AIM OF THE EXERCISE:
Answer these questions from the text on Indigenous nursing:
1. What share of nurses in Minnesota are American Indian/Alaska Native?
2. Whom did Wilkie meet during her master's program?
3. In what year did Martin begin working with faculty to bring Indigenous perspectives into the nursing curriculum?
START GIVEN TEXT
Data from the Minnesota Office of Rural Health and Primary Care shows that the nursing workforce is seriously lacking representation of American Indian/Alaska Native nurses, especially those with a doctoral degree. Less than 1% of nurses in Minnesota are American Indian/Alaska Native nurses, and of those, about 20 of them have a doctoral degree.

Representation matters

To increase the number of American Indian/Alaska Native nurses with graduate degrees, the school is building a supportive pathway for prospective students and a mentoring program for enrolled students.

“The goal is to build a relationship with Indigenous students while they are in their undergraduate program so that they get to know me, Dr. Martin and other Indigenous faculty and already have that sense of familiarity with faculty during their time as an undergrad,” says Clinical Associate Professor Misty Wilkie, PhD, RN, FAAN, a member of the Turtle Mountain Band of Chippewa Indians and former director of the Niganawenimaanaanig project at Bemidji State University that supports Indigenous nursing students.

“I recognize the importance of programs like Niganawenimaanaanig because we need so many more baccalaureate-prepared Indigenous nurses,” says Wilkie. “And I am excited about this program because I am not aware of any other program in the country that supports Indigenous nursing students at the doctoral level. There is a shortage of everybody, but we are always the least represented in any data that comes up.”

Wilkie, herself an alum of the School of Nursing’s PhD program, will assist faculty and student services staff in developing culturally appropriate support services and programming for American Indian/Alaska Native students enrolled in the DNP and PhD programs.

She says one of the most important reasons to have doctorally prepared nurses who are American Indian/Alaska Native is representation, something she remembers learning during her master’s program when she met Roxanne Struthers, PhD, an assistant professor at the University of Minnesota School of Nursing. “That was really huge for me, to see Indigenous nurses, especially women, in powerful leadership positions and to be able to visualize myself in those positions,” says Wilkie. “Without that representation, I don’t know if I ever would have dreamed as big of a dream as I did because I wouldn’t have known it was possible.”

A supportive academic structure

Martin, also an alum of the PhD program at the School of Nursing, will focus on indigenizing the curriculum. “There is an absence of Native perspectives in nursing education,” says Martin. “In order to support our goals of attracting and preparing Native American doctoral nursing students, we also need a supportive academic structure to our program that carries those same values.”

Martin first began collaborating with faculty in 2020 to integrate Indigenous perspectives, content and educational approaches in the nursing curriculum. Already, about 20 faculty have participated in the three month deep review and reflection, with additional faculty participating this fall.

Both Wilkie and Martin say they are eager to support and mentor the next generation of American Indian/Alaska Native graduate nursing students, just as they were mentored and supported at the School of Nursing. “This provides an opportunity for students to dream a bigger dream and to have that support available to them to help them be successful,” says Wilkie. “In the end we are creating more Indigenous advanced practice nurses working in tribal communities and hopefully creating more Indigenous nurse faculty and researchers.”
END GIVEN TEXT
START EXTRACTED RECORDS
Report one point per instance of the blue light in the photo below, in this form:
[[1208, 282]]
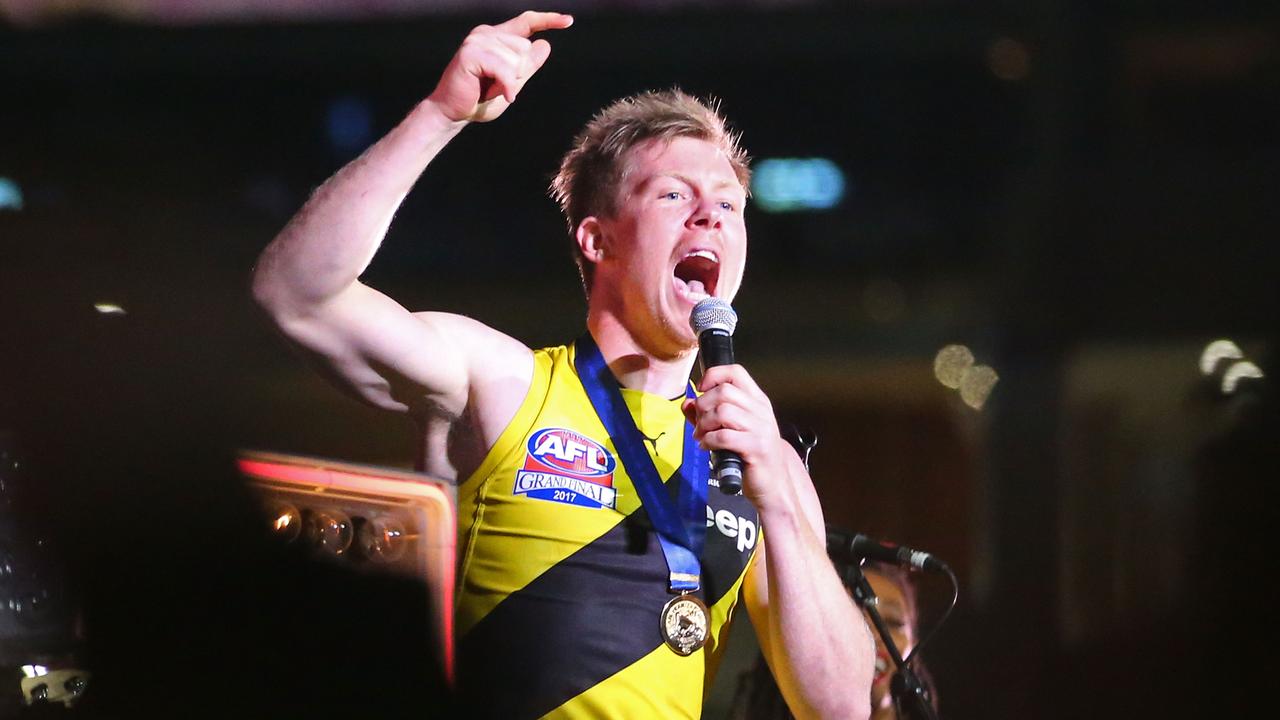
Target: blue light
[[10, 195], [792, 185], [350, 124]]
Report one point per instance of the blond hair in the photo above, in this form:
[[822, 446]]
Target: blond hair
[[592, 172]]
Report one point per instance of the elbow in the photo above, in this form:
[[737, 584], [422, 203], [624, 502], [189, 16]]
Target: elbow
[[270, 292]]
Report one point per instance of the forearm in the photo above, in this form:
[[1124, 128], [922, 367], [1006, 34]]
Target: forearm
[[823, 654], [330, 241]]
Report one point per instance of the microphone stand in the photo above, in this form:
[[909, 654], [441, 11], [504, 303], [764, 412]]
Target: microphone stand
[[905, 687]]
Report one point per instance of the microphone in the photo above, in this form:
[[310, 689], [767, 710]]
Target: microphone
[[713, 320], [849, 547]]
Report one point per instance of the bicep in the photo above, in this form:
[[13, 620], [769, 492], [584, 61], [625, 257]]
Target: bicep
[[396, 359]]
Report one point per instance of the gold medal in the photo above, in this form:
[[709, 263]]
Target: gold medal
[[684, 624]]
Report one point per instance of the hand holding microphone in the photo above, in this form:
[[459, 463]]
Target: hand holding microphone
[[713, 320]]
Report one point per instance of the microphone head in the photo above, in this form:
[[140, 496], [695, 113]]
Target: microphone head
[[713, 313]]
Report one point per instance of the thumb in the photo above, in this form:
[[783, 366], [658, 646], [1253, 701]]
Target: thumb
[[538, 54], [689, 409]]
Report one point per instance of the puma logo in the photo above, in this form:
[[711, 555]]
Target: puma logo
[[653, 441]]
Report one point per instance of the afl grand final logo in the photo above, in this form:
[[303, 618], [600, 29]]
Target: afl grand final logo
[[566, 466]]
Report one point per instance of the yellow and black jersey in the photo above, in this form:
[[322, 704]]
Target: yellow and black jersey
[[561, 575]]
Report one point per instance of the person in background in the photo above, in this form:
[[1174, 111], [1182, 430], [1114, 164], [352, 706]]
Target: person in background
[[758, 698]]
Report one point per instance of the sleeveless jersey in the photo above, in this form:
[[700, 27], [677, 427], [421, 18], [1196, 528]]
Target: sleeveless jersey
END EXTRACTED RECORDS
START EXTRACTED RECORDS
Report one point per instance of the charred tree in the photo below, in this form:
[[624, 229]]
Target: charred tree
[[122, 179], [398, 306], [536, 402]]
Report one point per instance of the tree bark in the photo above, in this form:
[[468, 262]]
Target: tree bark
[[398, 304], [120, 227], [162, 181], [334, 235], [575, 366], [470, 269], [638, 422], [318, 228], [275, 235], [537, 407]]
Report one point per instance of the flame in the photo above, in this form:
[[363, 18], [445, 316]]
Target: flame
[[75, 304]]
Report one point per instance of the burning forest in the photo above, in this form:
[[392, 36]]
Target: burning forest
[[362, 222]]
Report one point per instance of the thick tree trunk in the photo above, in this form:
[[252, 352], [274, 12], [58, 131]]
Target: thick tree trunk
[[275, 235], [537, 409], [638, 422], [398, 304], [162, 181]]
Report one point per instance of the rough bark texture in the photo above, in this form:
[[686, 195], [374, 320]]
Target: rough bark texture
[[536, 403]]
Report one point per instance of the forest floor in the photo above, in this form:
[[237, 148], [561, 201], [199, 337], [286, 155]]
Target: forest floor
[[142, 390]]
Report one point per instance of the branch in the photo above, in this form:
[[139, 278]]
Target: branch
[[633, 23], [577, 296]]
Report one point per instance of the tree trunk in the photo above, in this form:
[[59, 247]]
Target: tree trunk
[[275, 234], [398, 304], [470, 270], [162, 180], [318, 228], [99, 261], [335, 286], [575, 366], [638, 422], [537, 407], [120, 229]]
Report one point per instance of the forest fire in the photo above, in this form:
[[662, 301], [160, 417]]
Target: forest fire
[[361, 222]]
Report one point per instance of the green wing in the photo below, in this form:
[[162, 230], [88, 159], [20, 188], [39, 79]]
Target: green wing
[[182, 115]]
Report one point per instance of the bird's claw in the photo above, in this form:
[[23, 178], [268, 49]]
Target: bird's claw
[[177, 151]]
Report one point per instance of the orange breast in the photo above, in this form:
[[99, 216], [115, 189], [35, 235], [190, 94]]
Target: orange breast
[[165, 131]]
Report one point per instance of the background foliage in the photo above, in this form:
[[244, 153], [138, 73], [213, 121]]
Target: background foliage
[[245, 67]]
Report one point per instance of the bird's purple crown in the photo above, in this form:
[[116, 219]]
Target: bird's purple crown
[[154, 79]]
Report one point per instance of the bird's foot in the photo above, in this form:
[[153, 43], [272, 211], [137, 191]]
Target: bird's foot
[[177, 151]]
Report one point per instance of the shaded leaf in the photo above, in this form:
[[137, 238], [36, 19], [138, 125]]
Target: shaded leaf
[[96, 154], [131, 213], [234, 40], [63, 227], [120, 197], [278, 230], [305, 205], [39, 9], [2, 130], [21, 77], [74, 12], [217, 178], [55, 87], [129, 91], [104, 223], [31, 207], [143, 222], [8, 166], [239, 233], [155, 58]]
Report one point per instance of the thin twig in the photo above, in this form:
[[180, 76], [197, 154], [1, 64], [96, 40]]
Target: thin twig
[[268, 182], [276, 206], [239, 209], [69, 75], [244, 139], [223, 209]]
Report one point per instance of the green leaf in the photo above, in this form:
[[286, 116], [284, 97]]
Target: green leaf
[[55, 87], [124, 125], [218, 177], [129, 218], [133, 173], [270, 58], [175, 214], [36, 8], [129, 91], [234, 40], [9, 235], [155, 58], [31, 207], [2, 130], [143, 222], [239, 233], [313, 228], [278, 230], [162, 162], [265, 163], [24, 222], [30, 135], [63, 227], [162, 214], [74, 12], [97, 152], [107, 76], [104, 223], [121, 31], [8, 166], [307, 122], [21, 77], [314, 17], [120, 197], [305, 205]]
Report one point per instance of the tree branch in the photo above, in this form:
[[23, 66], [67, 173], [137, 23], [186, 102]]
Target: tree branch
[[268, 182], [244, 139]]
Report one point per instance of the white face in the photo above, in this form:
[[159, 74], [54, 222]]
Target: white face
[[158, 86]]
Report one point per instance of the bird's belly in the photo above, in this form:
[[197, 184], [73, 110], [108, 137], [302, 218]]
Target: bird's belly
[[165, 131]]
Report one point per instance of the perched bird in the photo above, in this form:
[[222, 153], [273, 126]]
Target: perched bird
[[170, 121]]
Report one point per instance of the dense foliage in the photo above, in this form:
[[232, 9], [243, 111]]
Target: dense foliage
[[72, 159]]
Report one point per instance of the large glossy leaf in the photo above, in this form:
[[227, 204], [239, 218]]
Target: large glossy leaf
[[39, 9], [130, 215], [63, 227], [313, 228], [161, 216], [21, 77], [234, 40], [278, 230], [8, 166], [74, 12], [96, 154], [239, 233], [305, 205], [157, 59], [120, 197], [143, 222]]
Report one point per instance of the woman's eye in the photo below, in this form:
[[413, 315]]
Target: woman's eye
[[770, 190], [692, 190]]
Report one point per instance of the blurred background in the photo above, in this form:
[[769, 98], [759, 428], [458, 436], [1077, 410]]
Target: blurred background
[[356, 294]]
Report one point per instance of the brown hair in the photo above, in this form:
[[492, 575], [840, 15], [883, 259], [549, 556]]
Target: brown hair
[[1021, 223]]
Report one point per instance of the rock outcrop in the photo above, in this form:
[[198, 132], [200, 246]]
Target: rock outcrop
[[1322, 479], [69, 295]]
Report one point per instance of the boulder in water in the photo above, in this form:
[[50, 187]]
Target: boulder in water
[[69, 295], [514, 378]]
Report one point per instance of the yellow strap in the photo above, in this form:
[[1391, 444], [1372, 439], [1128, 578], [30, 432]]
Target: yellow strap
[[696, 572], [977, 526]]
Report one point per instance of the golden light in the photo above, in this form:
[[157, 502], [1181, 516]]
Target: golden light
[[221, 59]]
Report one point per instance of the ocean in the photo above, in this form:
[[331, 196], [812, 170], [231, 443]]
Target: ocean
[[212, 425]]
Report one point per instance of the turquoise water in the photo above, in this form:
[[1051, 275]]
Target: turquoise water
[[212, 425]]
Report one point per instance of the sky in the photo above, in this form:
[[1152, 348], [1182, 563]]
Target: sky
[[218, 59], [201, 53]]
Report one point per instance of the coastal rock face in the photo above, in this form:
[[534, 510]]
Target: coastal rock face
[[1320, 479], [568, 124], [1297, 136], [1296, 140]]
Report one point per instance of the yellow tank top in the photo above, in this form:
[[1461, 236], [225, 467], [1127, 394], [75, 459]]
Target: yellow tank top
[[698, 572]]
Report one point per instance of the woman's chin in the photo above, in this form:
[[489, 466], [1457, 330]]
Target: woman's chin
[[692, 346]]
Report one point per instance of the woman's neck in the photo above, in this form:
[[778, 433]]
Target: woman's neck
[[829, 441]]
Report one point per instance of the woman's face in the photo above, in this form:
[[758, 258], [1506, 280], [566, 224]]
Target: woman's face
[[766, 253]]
END EXTRACTED RECORDS
TASK RESPONSE:
1. Less than 1%.
2. Roxanne Struthers, PhD, an assistant professor at the University of Minnesota School of Nursing.
3. 2020.